Task details: Print the data below again in full, exactly as it stands, with no images.

Saved entries:

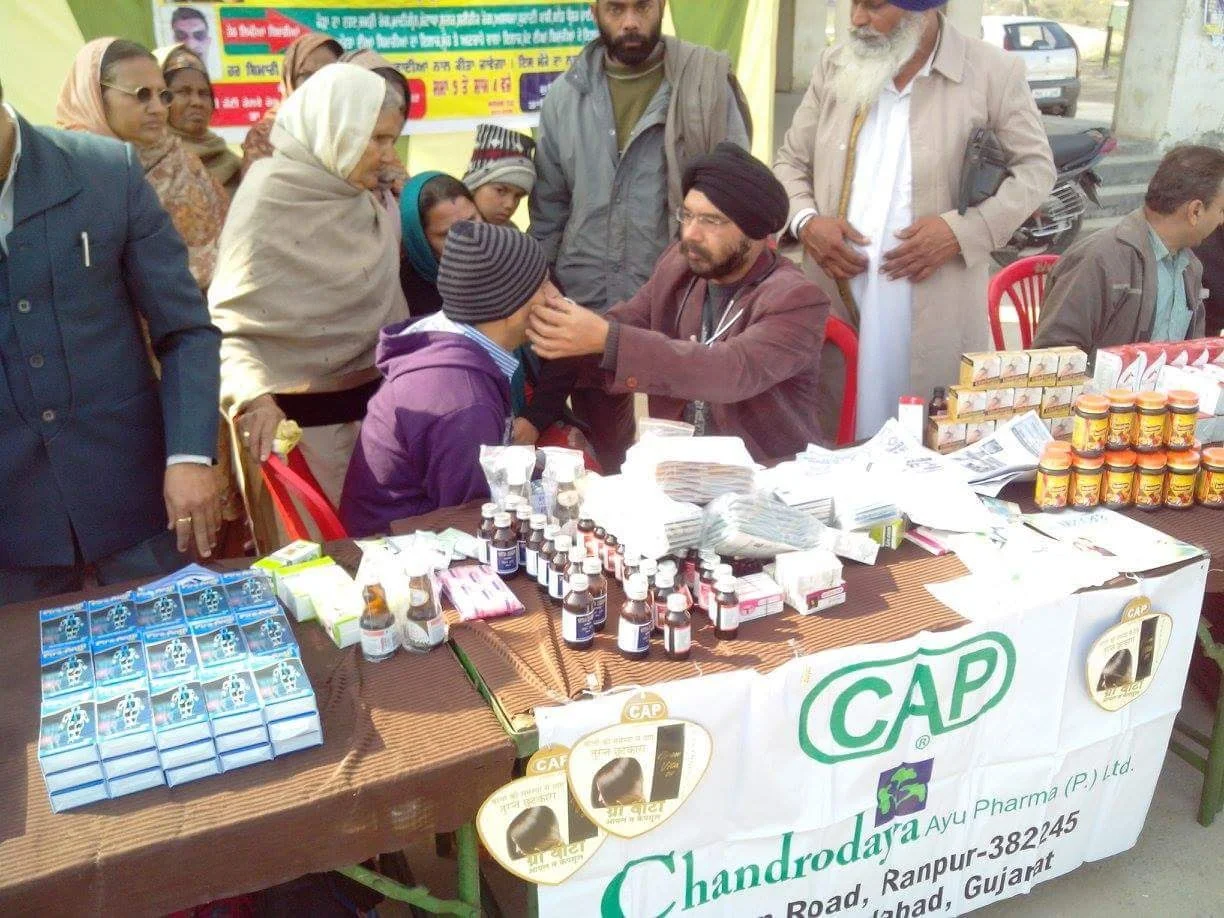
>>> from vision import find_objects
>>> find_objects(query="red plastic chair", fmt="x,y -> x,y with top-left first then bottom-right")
260,450 -> 348,543
988,254 -> 1060,349
824,315 -> 858,446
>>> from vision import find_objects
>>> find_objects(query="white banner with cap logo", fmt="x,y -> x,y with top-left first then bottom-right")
535,558 -> 1208,917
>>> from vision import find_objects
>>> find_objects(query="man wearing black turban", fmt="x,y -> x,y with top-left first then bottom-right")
528,144 -> 831,461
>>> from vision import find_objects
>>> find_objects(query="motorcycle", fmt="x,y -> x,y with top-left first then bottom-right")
992,127 -> 1116,266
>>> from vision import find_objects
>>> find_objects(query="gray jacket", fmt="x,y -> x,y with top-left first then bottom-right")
1034,209 -> 1206,353
529,38 -> 750,313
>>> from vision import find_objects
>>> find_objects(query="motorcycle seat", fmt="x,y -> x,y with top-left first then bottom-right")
1049,132 -> 1103,169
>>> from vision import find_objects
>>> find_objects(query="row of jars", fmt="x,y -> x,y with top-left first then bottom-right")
1071,389 -> 1199,456
1036,441 -> 1224,511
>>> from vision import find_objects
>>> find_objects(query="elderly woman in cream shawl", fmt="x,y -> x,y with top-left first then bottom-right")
209,63 -> 408,544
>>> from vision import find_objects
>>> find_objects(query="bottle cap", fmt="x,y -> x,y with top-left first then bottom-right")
544,525 -> 560,539
656,571 -> 674,588
1137,392 -> 1168,410
666,592 -> 688,612
1075,393 -> 1108,414
1167,449 -> 1201,470
639,559 -> 658,576
516,506 -> 532,520
493,512 -> 512,527
531,514 -> 548,527
625,577 -> 648,601
715,577 -> 736,592
481,502 -> 497,516
567,573 -> 589,593
658,560 -> 678,576
1168,389 -> 1200,410
554,534 -> 572,551
583,557 -> 602,575
1106,388 -> 1137,407
568,544 -> 585,561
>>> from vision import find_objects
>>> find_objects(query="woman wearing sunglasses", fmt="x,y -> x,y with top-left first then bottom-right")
156,44 -> 241,199
56,38 -> 227,291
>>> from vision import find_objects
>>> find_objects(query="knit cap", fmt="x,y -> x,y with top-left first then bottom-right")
462,123 -> 537,195
437,221 -> 548,324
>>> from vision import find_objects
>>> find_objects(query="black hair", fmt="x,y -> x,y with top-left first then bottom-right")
505,806 -> 561,858
590,757 -> 644,808
419,174 -> 474,221
100,39 -> 157,86
171,7 -> 208,27
1146,145 -> 1224,215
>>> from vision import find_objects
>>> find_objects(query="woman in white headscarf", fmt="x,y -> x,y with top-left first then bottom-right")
209,63 -> 408,547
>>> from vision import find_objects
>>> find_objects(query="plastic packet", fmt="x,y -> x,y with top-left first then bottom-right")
479,444 -> 536,507
637,418 -> 695,441
539,447 -> 588,519
700,491 -> 824,558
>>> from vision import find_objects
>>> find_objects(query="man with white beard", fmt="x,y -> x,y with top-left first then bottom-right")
775,0 -> 1054,439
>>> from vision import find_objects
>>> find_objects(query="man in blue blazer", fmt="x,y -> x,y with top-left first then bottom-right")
0,80 -> 222,603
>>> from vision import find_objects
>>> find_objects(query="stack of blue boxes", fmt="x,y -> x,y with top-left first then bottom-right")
37,569 -> 323,813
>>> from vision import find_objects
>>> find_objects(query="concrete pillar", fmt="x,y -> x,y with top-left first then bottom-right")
1114,0 -> 1224,147
790,0 -> 830,88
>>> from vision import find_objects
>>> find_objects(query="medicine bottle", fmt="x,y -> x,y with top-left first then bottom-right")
360,584 -> 399,663
618,576 -> 653,661
492,512 -> 519,579
562,573 -> 594,651
663,593 -> 692,661
553,466 -> 581,531
537,525 -> 559,589
515,505 -> 533,566
1034,445 -> 1071,511
549,534 -> 573,600
525,514 -> 547,578
1071,394 -> 1109,458
577,517 -> 596,555
1069,453 -> 1103,509
602,532 -> 620,577
404,556 -> 446,652
712,577 -> 740,641
476,502 -> 497,565
653,570 -> 677,634
583,557 -> 608,633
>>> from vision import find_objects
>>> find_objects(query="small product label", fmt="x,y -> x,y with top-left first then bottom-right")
664,624 -> 692,655
618,617 -> 651,654
495,545 -> 519,577
476,537 -> 490,566
714,600 -> 740,630
525,548 -> 538,578
548,570 -> 566,601
590,594 -> 607,629
361,626 -> 399,658
405,616 -> 445,649
518,539 -> 527,566
563,608 -> 593,643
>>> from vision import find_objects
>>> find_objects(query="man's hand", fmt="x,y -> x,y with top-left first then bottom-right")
512,417 -> 540,445
234,393 -> 286,463
164,463 -> 221,558
882,216 -> 961,282
527,292 -> 610,359
799,215 -> 870,280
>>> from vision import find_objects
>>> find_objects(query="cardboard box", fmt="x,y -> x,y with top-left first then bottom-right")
999,351 -> 1031,386
1040,386 -> 1073,419
1157,364 -> 1224,416
1013,387 -> 1042,413
1027,349 -> 1062,386
985,387 -> 1015,419
1053,346 -> 1089,384
863,516 -> 908,550
926,418 -> 967,453
735,573 -> 785,623
948,386 -> 987,421
1093,345 -> 1145,392
964,420 -> 996,445
795,583 -> 848,616
1048,415 -> 1074,440
959,352 -> 1002,389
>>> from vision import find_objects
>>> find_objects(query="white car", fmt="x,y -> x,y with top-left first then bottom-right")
982,15 -> 1081,117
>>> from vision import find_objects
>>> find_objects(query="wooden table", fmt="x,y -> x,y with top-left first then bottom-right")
0,561 -> 516,917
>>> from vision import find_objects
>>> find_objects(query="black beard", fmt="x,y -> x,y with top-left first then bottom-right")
599,21 -> 662,66
681,238 -> 752,280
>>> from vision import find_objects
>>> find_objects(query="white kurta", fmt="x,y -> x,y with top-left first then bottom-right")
848,55 -> 933,439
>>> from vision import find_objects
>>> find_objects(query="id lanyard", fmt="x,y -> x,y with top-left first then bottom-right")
675,254 -> 778,433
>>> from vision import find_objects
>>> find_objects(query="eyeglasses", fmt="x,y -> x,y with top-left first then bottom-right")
675,207 -> 731,230
102,83 -> 174,107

Exercise result:
>>> from vision import find_objects
>>> find_objects(query="red plastic chair", fmt="x,y -> x,y with top-left first then bottom-right")
260,450 -> 348,543
988,254 -> 1060,349
824,315 -> 858,446
>>> from vision import find_objects
>>> find_objects(query="white banner with cap logo", fmt="x,y -> x,y with top-left first then bottom-right")
535,558 -> 1208,917
>>> from vision import find_objects
>>> find_objects(query="man wearing black turban", fmt="x,y -> x,y with top-left first then bottom-right")
528,144 -> 831,461
>>> from vision import find_objects
>>> find_objects(query="motorcycle", fmt="x,y -> x,y with top-left first then bottom-right")
992,127 -> 1116,266
>>> from vision import find_objects
>>> find_objects(query="gray jacket", fmt="x,y -> x,y with top-left first then bottom-right")
1034,209 -> 1206,353
529,38 -> 750,313
>>> from vision import find_objects
>>> find_objects(query="motorcycle seat", fmt="x,y -> x,y with top-left first then bottom-right")
1049,132 -> 1103,169
>>> from vision import find_objects
>>> find_objects(query="row of jars", fmt="x,y -> x,y with top-left first then bottom-right")
1071,389 -> 1199,456
1036,441 -> 1224,511
>>> from vision import find_objects
>>> find_objects(query="elderly woman in cream shawl", fmt="x,y -> x,y with top-left first then bottom-right")
209,63 -> 408,544
>>> from vision import find_objects
>>> find_objects(query="bottle cap", fmt="x,y -> x,y with top-left first then bottom-right")
544,525 -> 560,539
656,571 -> 674,588
1137,392 -> 1168,410
666,592 -> 688,612
1075,393 -> 1108,414
1167,449 -> 1201,470
639,559 -> 658,576
516,506 -> 532,520
493,512 -> 512,527
531,514 -> 548,527
625,577 -> 648,601
715,577 -> 736,592
481,502 -> 497,516
567,573 -> 589,593
658,560 -> 678,576
1168,389 -> 1200,410
554,534 -> 572,551
583,557 -> 602,575
1106,388 -> 1137,407
568,544 -> 585,561
>>> from vision import find_objects
>>> find_objects(query="woman wearing sunglasses", fmt="x,y -> x,y with top-left first then bottom-right")
156,44 -> 241,199
56,38 -> 227,291
>>> from vision import find_objects
>>> find_objects(query="knit cap", fmt="x,y -> x,y with top-left first then bottom-right")
462,123 -> 537,195
437,221 -> 548,324
>>> from vision import find_objects
>>> find_objects(query="black hair", fmt="x,y -> x,y with top-left first then bottom-right")
505,806 -> 561,858
590,757 -> 644,808
419,174 -> 474,221
100,39 -> 157,86
171,7 -> 208,27
1146,145 -> 1224,215
>>> from vision import find_objects
>>> find_objects(query="woman in white headscarf", fmt="x,y -> x,y with top-left first then bottom-right")
209,63 -> 408,547
>>> from vision import find_objects
>>> find_objects(query="plastic packet", fmt="x,y -> x,y with top-left first then bottom-right")
479,444 -> 536,507
637,418 -> 695,441
539,447 -> 588,519
700,491 -> 824,558
>>> from vision import find_objects
>>> find_objects(query="man with white beard", fmt="x,y -> x,y with top-left first then bottom-right")
775,0 -> 1054,439
>>> from vision import find_objects
>>> find_objects(query="man in blue blazer", fmt="x,y -> x,y with top-left first then bottom-right")
0,80 -> 222,603
>>> from vision import find_objects
>>> find_objects(query="stack of blue boxes", fmt="x,y -> x,y with top-left first then bottom-right")
37,569 -> 323,813
>>> from vision import find_objects
>>> find_objects(query="concrete pillar", fmt="x,y -> x,y with top-left first then bottom-right")
1114,0 -> 1224,147
790,0 -> 830,88
>>> from vision import find_objects
>>> find_objects(query="medicine bottle", fmt="x,y -> x,y with top-left first then bottom-right")
360,584 -> 399,663
618,576 -> 653,661
492,512 -> 519,579
562,573 -> 594,651
663,593 -> 692,661
553,466 -> 581,531
537,525 -> 559,589
515,505 -> 533,566
1034,445 -> 1071,511
549,534 -> 573,600
525,514 -> 547,578
1071,394 -> 1109,458
577,517 -> 596,555
1069,453 -> 1103,509
602,532 -> 620,577
404,556 -> 446,652
712,577 -> 740,641
476,502 -> 497,565
653,570 -> 677,634
583,557 -> 608,633
>>> from vision import find_objects
>>> find_objects(query="small product label", fmt="x,y -> x,y with top-left first then bottom-right")
664,624 -> 692,655
618,617 -> 651,654
495,545 -> 519,577
476,537 -> 490,566
714,600 -> 740,630
525,548 -> 538,578
548,570 -> 566,601
590,594 -> 607,629
361,626 -> 399,658
405,616 -> 445,649
518,539 -> 527,566
563,608 -> 593,643
>>> from vision import find_objects
>>> find_objects(query="man's hand", fmt="x,y -> x,y with top-left first then bottom-right")
512,417 -> 540,445
234,393 -> 286,463
164,463 -> 221,558
882,216 -> 961,282
527,292 -> 610,359
799,215 -> 870,280
>>> from vision import find_objects
>>> find_objects(query="cardboard box", fmt="x,y -> x,y with top-left first then bottom-right")
999,351 -> 1031,386
1040,386 -> 1073,419
1157,364 -> 1224,416
1013,387 -> 1042,413
1027,349 -> 1062,386
985,387 -> 1015,419
1053,346 -> 1089,384
863,516 -> 908,550
926,418 -> 967,453
735,573 -> 785,623
948,386 -> 987,421
1093,345 -> 1145,392
964,420 -> 996,445
795,583 -> 848,616
1048,415 -> 1074,440
959,352 -> 1002,389
>>> from vision import find_objects
>>> find_objects(query="white car", fmt="x,y -> x,y with top-left first then bottom-right")
982,15 -> 1081,117
>>> from vision import find_objects
>>> find_objects(query="wooden table", fmt="x,y -> x,y with top-left first then bottom-right")
0,561 -> 516,917
>>> from vision import find_objects
>>> find_objects(query="black beard", fmt="x,y -> x,y with top-left first then bottom-right")
599,21 -> 662,66
681,238 -> 752,280
>>> from vision import find_objects
>>> find_objects(query="white kurta", fmt="x,y -> x,y with top-left first then bottom-right")
848,55 -> 933,439
>>> from vision import find_objects
>>> find_objects(query="id lanyard", fmt="x,y -> x,y with top-left first then bottom-right")
675,254 -> 778,433
>>> from vision import find_objects
>>> find_objects(query="eyeglasses", fmt="x,y -> x,y with top-left first then bottom-right")
675,207 -> 731,230
102,83 -> 174,107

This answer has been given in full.